Exercise set:
A - Translate this sentence from the article on menopause and memory into Spanish: "Estradiol has been shown in previous studies to impact the structure and function of memory regions of the brain."
B - Copy the article on menopause and memory from "A new study" up to and including "so does memory.", substituting "recall" for each occurrence of "memory".

Selected passage:
--------------------------------
A new study published in the journal Menopause not only shows that when it comes to memory, women outperform men, but that when women do start to experience memory declines it’s due to reproductive status as opposed to age.
Researchers from Boston, Massachusetts set out to see how menopause and levels of sex steroid hormones such as estradiol impact a woman’s learning and memory. Estradiol has been shown in previous studies to impact the structure and function of memory regions of the brain. As levels rise and fall during a woman’s menstrual cycle, verbal working memory performance changes as well. Studies have also shown that a decline in estradiol levels during menopause directly influences alterations in the hippocampus, a region of the brain that controls memory function. Results from this latest study show that as estradiol declines during menopause, so does memory.
Women Have an Edge
Age-related memory problems afflict 75% of the population, and women are the most affected by dementia and Alzheimer’s disease. Women also struggle with memory and episodes of brain fog as they move into, through, and beyond menopause. Despite these factors, women with healthy brains still appear to have better memories than do men in midlife and older age. Studies reveal that this memory advantage starts in childhood and becomes more pronounced as we age. Let’s see how it translated in this latest study.
--------------------------------
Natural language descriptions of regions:
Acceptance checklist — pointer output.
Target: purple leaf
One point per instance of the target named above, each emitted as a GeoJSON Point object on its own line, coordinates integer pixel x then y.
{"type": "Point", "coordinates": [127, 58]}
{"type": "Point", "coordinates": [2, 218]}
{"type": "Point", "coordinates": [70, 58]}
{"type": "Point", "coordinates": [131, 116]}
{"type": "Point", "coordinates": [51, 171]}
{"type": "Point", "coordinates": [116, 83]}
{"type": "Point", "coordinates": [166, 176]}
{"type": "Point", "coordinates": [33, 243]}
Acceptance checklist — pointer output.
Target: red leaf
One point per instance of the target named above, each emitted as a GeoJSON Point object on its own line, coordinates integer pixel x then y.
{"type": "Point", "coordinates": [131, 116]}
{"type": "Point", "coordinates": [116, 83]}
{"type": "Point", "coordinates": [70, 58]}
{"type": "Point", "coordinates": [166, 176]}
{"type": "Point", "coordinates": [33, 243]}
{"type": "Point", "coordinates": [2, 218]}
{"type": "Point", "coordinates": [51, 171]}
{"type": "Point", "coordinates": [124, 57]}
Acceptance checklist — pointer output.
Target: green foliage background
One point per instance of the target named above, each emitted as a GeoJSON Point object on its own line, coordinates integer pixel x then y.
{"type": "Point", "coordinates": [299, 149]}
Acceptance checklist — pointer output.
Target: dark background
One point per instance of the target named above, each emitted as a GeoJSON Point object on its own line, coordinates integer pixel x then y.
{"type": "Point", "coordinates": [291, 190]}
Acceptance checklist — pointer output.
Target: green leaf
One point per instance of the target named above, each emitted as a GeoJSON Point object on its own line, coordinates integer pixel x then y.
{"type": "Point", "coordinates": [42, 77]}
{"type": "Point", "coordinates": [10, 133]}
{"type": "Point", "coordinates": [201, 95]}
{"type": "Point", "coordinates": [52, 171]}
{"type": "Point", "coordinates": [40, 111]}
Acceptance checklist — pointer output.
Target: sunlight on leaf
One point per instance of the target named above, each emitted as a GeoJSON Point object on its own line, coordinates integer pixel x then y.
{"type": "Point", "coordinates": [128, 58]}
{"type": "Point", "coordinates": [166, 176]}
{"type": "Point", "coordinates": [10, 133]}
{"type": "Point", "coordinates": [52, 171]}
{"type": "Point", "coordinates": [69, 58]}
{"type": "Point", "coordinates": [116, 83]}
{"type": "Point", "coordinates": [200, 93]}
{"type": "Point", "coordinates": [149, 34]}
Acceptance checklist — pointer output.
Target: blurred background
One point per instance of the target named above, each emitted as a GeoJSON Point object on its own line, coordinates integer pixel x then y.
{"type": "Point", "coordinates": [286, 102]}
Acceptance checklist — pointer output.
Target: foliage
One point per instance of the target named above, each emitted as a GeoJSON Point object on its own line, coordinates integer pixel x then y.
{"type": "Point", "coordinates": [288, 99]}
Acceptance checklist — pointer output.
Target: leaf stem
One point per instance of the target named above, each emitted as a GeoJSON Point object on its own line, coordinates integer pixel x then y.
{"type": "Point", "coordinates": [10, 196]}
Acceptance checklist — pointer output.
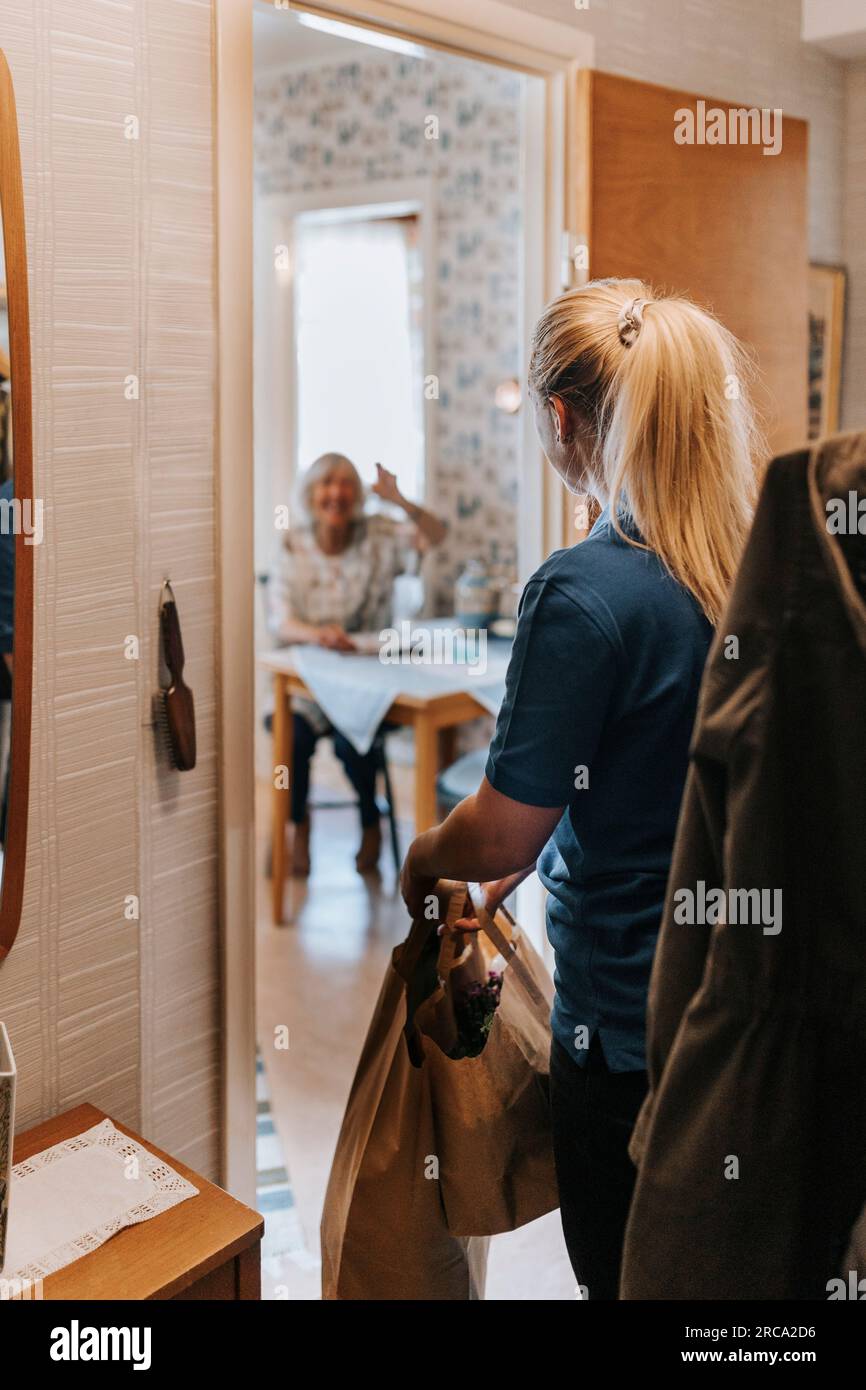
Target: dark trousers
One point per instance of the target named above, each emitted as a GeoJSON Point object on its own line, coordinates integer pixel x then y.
{"type": "Point", "coordinates": [594, 1114]}
{"type": "Point", "coordinates": [360, 769]}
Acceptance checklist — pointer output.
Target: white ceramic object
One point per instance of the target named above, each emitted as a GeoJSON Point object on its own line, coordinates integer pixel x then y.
{"type": "Point", "coordinates": [7, 1132]}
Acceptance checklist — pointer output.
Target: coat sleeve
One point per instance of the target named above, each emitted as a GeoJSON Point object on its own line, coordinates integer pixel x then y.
{"type": "Point", "coordinates": [681, 951]}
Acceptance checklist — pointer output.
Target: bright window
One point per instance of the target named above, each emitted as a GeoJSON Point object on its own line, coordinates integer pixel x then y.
{"type": "Point", "coordinates": [359, 344]}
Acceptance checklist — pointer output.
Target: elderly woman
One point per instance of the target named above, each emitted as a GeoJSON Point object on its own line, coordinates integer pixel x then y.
{"type": "Point", "coordinates": [335, 577]}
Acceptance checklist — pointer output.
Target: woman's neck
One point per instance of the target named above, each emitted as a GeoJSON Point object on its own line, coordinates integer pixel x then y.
{"type": "Point", "coordinates": [332, 540]}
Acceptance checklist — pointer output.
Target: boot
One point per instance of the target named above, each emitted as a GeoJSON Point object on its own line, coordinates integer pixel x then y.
{"type": "Point", "coordinates": [367, 858]}
{"type": "Point", "coordinates": [300, 848]}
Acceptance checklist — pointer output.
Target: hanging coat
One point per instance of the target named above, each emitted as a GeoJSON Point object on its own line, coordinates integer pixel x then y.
{"type": "Point", "coordinates": [751, 1144]}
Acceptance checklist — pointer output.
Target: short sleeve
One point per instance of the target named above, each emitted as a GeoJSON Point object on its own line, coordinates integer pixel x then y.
{"type": "Point", "coordinates": [394, 542]}
{"type": "Point", "coordinates": [280, 594]}
{"type": "Point", "coordinates": [559, 690]}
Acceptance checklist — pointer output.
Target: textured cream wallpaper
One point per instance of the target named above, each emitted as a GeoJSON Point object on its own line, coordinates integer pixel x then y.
{"type": "Point", "coordinates": [120, 236]}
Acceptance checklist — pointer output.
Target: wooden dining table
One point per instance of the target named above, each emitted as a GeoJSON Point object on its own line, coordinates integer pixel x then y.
{"type": "Point", "coordinates": [434, 717]}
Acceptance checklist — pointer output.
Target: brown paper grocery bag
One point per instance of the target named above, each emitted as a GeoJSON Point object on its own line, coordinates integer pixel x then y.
{"type": "Point", "coordinates": [434, 1154]}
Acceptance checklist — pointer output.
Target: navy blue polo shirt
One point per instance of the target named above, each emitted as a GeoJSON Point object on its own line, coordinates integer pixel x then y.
{"type": "Point", "coordinates": [601, 699]}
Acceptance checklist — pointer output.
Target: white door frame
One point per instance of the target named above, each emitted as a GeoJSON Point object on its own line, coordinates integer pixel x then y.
{"type": "Point", "coordinates": [498, 34]}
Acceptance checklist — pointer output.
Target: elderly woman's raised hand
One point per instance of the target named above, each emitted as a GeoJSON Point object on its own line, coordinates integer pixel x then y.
{"type": "Point", "coordinates": [385, 485]}
{"type": "Point", "coordinates": [334, 638]}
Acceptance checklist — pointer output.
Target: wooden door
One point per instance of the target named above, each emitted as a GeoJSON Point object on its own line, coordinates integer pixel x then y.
{"type": "Point", "coordinates": [720, 223]}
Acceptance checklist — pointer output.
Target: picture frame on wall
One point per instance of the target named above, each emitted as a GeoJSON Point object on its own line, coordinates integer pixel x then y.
{"type": "Point", "coordinates": [826, 338]}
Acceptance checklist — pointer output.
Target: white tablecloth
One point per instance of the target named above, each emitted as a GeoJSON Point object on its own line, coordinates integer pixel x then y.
{"type": "Point", "coordinates": [70, 1198]}
{"type": "Point", "coordinates": [356, 692]}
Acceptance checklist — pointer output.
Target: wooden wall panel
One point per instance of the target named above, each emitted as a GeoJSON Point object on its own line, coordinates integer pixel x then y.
{"type": "Point", "coordinates": [724, 224]}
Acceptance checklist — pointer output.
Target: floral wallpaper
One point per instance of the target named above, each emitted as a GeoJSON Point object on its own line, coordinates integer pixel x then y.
{"type": "Point", "coordinates": [367, 120]}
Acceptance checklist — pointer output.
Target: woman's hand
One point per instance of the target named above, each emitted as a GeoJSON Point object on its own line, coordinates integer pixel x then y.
{"type": "Point", "coordinates": [414, 887]}
{"type": "Point", "coordinates": [385, 485]}
{"type": "Point", "coordinates": [495, 894]}
{"type": "Point", "coordinates": [334, 638]}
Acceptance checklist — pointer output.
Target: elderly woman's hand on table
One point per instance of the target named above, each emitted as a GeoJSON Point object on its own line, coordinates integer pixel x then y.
{"type": "Point", "coordinates": [334, 638]}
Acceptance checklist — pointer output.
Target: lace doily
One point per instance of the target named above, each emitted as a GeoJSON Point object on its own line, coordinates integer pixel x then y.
{"type": "Point", "coordinates": [99, 1173]}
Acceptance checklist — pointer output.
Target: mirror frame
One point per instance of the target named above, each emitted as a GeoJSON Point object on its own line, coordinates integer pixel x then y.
{"type": "Point", "coordinates": [11, 205]}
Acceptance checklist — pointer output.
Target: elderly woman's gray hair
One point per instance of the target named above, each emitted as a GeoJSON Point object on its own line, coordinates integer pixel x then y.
{"type": "Point", "coordinates": [316, 473]}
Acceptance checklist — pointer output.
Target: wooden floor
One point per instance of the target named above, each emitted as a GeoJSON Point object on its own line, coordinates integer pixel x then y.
{"type": "Point", "coordinates": [319, 976]}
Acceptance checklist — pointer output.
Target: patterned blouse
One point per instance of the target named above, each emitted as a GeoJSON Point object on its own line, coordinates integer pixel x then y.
{"type": "Point", "coordinates": [352, 588]}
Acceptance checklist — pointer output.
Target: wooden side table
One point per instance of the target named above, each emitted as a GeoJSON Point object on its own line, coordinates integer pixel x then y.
{"type": "Point", "coordinates": [207, 1247]}
{"type": "Point", "coordinates": [433, 717]}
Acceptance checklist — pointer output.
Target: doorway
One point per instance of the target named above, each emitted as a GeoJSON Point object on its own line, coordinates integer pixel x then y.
{"type": "Point", "coordinates": [503, 36]}
{"type": "Point", "coordinates": [401, 252]}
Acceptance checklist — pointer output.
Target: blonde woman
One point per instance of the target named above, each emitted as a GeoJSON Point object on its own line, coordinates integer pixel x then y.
{"type": "Point", "coordinates": [335, 577]}
{"type": "Point", "coordinates": [641, 402]}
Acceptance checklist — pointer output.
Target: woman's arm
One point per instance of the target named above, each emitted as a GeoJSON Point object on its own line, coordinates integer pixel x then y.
{"type": "Point", "coordinates": [387, 488]}
{"type": "Point", "coordinates": [330, 634]}
{"type": "Point", "coordinates": [487, 837]}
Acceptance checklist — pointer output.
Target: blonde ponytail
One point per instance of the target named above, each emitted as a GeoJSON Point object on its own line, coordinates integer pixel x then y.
{"type": "Point", "coordinates": [663, 387]}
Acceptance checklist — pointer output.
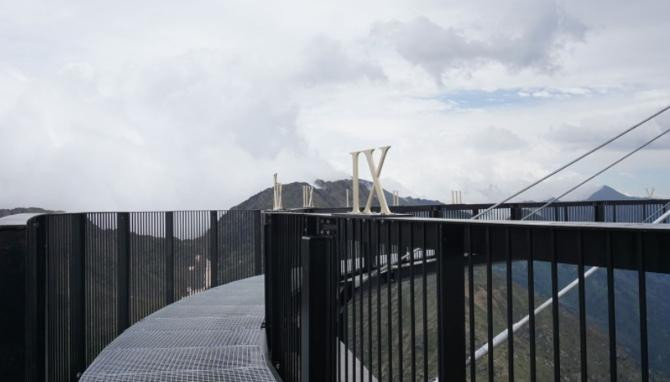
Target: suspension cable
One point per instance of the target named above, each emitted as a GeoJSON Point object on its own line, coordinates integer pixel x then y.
{"type": "Point", "coordinates": [552, 200]}
{"type": "Point", "coordinates": [607, 142]}
{"type": "Point", "coordinates": [660, 210]}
--------------------------------
Answers to the exercise:
A - En estudios previos se ha demostrado que el estradiol influye en la estructura y la función de las regiones del cerebro relacionadas con la memoria.

B -
A new study published in the journal Menopause not only shows that when it comes to recall, women outperform men, but that when women do start to experience recall declines it’s due to reproductive status as opposed to age.
Researchers from Boston, Massachusetts set out to see how menopause and levels of sex steroid hormones such as estradiol impact a woman’s learning and recall. Estradiol has been shown in previous studies to impact the structure and function of recall regions of the brain. As levels rise and fall during a woman’s menstrual cycle, verbal working recall performance changes as well. Studies have also shown that a decline in estradiol levels during menopause directly influences alterations in the hippocampus, a region of the brain that controls recall function. Results from this latest study show that as estradiol declines during menopause, so does recall.